(Raw records)
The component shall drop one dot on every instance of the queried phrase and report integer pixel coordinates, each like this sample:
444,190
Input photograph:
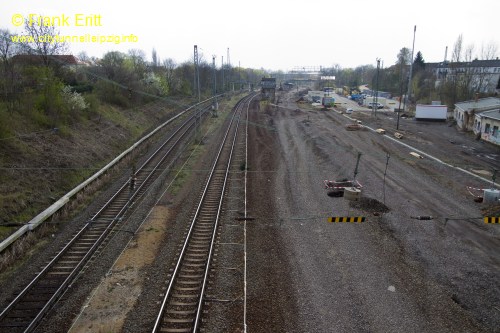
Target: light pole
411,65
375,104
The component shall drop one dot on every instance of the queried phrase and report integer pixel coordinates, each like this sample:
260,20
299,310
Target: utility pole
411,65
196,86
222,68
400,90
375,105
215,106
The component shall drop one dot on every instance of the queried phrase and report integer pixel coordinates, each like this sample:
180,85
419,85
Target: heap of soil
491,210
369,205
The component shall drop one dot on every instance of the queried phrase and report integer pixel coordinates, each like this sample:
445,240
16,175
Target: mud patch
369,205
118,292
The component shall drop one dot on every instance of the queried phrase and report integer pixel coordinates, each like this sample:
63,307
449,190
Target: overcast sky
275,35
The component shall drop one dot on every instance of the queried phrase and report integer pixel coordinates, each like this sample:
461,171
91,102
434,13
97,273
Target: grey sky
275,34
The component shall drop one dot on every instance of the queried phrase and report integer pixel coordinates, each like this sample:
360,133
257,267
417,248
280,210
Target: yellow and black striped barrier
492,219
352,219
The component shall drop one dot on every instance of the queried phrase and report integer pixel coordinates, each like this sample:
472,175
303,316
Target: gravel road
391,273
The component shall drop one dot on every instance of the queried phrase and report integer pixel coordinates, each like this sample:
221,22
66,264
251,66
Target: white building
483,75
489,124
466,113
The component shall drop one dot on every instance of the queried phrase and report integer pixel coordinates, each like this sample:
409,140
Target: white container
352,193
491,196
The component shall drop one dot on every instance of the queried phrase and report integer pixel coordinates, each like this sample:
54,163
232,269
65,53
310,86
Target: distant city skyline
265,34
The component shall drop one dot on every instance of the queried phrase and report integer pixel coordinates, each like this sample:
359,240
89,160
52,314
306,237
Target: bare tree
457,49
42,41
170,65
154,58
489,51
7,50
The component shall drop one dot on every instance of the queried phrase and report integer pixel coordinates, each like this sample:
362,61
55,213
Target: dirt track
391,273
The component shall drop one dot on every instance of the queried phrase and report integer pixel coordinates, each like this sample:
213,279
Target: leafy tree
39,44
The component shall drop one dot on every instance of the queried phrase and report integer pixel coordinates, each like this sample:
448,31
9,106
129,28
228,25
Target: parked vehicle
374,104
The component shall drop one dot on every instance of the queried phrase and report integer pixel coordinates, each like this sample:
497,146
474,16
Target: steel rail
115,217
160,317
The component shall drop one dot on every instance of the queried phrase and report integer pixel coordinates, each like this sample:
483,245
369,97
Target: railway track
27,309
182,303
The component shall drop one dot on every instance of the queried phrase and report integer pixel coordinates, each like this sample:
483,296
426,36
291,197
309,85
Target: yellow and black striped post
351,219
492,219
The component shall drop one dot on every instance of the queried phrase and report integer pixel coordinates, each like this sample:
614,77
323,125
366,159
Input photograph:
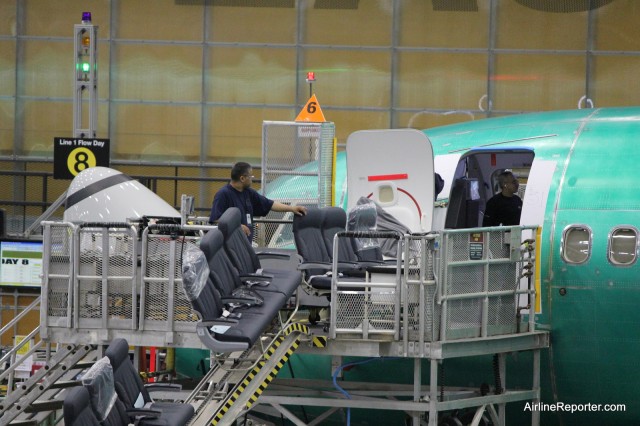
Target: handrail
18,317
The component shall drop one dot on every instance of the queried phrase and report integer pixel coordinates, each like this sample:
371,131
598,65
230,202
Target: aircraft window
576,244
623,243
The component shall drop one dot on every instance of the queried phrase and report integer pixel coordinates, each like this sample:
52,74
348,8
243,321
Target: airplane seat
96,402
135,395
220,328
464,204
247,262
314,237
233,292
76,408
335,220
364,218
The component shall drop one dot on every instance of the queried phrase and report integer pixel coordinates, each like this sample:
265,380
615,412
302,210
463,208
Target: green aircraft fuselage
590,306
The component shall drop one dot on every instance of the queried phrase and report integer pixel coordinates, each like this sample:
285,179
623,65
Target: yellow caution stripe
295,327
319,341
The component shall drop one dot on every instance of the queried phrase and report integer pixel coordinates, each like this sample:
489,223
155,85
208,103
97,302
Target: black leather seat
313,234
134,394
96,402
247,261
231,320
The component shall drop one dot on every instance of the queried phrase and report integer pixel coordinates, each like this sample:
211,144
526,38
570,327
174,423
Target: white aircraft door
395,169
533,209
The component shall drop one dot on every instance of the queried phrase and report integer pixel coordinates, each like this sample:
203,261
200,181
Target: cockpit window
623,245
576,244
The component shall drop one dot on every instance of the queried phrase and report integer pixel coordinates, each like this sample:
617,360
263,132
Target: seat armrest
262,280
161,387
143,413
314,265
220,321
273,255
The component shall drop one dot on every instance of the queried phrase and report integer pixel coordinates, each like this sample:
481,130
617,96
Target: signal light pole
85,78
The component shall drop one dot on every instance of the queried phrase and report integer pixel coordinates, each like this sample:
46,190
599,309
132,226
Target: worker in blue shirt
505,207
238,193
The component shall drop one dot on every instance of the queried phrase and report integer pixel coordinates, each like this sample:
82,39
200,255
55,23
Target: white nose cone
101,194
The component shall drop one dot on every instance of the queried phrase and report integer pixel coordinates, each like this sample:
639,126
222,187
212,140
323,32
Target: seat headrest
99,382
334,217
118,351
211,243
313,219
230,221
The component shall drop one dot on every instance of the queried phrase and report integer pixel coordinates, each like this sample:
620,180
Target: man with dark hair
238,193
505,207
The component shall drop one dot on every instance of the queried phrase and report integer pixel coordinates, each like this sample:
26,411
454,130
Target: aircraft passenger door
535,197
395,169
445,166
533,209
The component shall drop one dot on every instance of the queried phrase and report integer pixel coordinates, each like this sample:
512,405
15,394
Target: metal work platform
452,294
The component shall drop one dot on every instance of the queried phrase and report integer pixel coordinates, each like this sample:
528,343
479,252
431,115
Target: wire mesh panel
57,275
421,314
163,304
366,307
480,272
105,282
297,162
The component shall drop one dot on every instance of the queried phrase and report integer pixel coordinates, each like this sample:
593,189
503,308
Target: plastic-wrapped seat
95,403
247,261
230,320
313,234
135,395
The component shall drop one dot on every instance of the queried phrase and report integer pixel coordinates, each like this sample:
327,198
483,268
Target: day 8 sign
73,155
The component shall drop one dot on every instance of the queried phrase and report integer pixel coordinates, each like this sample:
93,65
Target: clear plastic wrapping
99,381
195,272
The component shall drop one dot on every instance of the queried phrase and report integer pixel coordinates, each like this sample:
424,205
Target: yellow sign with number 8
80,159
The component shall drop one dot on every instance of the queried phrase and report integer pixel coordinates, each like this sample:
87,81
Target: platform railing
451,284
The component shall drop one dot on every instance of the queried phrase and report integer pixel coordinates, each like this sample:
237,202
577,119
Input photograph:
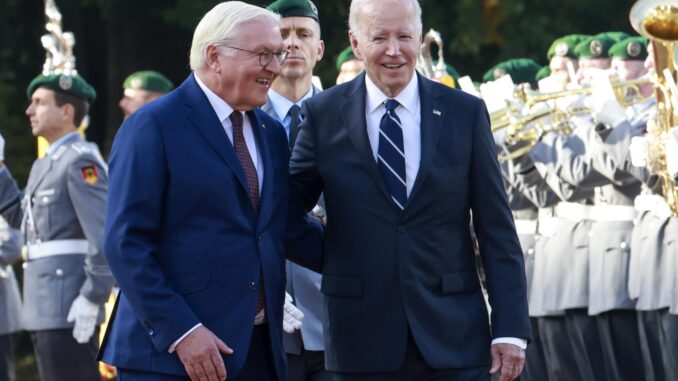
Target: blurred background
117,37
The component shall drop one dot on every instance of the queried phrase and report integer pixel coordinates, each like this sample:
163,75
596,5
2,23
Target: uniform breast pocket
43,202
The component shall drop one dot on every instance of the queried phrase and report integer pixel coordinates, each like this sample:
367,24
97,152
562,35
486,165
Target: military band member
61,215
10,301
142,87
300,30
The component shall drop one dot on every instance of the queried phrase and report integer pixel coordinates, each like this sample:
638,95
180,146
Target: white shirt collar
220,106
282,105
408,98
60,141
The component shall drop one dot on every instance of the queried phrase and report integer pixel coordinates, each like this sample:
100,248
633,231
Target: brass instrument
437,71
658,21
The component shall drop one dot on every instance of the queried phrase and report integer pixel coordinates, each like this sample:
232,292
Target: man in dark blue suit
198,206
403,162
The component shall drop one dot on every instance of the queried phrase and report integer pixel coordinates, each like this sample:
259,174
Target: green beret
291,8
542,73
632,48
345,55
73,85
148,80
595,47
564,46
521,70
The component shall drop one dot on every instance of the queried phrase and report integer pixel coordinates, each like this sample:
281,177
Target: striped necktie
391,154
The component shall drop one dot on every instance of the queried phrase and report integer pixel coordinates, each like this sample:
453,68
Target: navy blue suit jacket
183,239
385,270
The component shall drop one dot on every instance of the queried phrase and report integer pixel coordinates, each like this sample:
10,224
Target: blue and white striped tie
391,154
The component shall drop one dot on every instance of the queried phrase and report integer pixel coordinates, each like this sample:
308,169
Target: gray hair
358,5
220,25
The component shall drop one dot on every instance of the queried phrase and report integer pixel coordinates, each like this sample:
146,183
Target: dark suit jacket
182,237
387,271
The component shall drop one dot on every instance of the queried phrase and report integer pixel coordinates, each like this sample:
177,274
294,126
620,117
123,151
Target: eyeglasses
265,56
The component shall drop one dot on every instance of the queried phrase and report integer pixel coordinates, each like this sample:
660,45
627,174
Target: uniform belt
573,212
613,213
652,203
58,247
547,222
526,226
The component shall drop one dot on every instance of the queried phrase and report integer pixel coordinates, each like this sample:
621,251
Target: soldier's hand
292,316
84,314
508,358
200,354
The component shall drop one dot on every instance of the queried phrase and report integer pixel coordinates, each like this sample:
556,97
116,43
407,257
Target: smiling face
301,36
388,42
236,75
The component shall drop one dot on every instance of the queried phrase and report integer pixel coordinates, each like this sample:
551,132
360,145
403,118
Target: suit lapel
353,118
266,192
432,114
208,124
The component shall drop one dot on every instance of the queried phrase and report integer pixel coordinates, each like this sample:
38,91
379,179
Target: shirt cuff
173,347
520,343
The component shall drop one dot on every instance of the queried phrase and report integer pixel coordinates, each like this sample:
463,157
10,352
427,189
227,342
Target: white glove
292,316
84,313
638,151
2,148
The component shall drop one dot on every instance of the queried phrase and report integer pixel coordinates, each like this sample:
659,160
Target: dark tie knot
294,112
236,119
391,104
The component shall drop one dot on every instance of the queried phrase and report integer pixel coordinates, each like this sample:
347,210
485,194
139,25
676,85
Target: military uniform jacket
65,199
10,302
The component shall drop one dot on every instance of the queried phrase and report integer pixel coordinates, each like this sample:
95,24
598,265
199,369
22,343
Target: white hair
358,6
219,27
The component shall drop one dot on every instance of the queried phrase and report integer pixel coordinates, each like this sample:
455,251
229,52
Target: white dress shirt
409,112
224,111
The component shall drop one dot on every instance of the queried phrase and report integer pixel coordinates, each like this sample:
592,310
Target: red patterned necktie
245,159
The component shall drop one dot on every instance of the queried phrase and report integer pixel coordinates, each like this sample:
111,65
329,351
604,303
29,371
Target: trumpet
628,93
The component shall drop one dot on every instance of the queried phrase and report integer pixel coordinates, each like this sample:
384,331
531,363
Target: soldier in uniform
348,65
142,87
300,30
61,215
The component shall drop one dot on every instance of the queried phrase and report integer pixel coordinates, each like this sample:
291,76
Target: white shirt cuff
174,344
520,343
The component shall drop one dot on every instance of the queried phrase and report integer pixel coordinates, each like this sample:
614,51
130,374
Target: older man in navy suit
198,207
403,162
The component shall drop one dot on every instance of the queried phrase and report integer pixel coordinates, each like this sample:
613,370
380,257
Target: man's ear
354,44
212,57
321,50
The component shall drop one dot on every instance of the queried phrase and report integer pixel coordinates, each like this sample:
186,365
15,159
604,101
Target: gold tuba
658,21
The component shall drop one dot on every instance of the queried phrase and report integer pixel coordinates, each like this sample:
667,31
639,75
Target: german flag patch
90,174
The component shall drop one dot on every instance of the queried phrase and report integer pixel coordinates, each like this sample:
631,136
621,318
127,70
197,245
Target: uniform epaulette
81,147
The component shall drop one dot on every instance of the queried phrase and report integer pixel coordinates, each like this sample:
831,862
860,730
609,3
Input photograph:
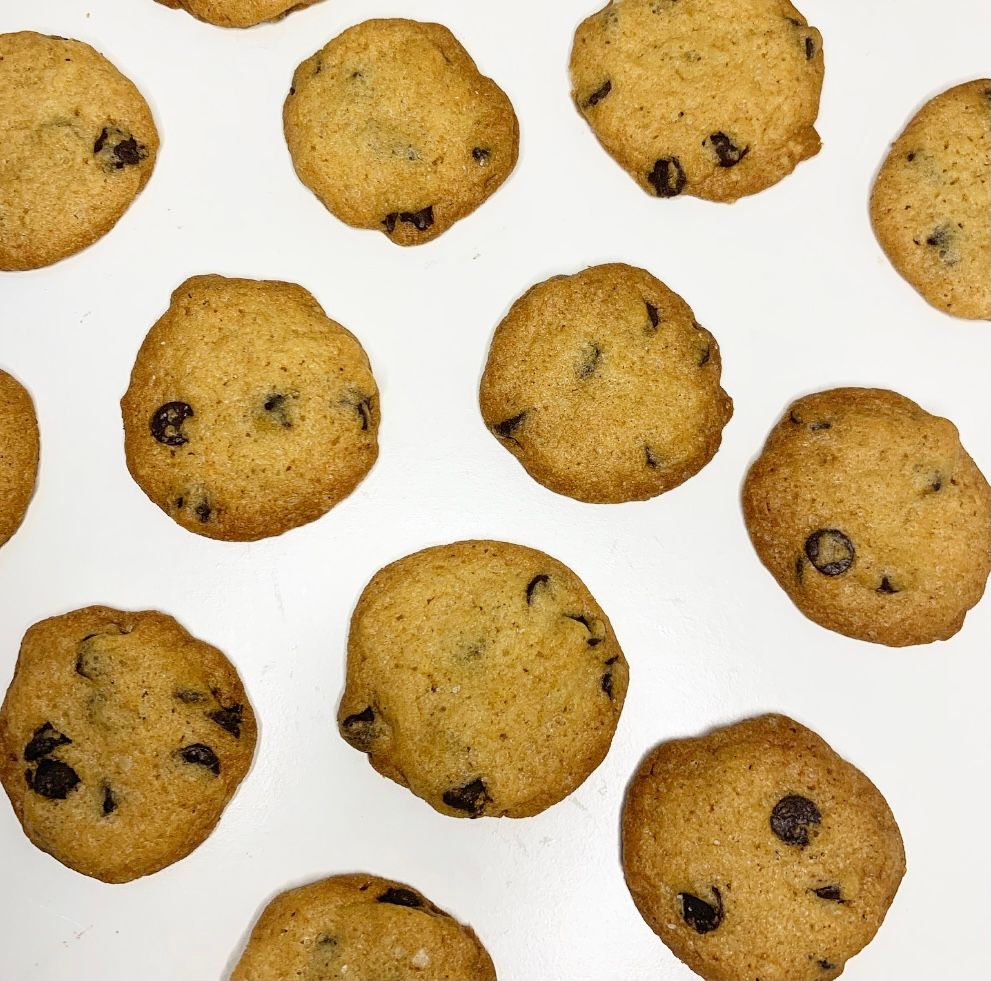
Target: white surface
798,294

# SET EXERCISE:
Return every line of the listing above that contains the string "suit".

# WRITTEN SOLUTION:
Target: man in dark blue suit
Target: navy blue suit jacket
Target: dark suit jacket
Target: suit lapel
Target: older man in navy suit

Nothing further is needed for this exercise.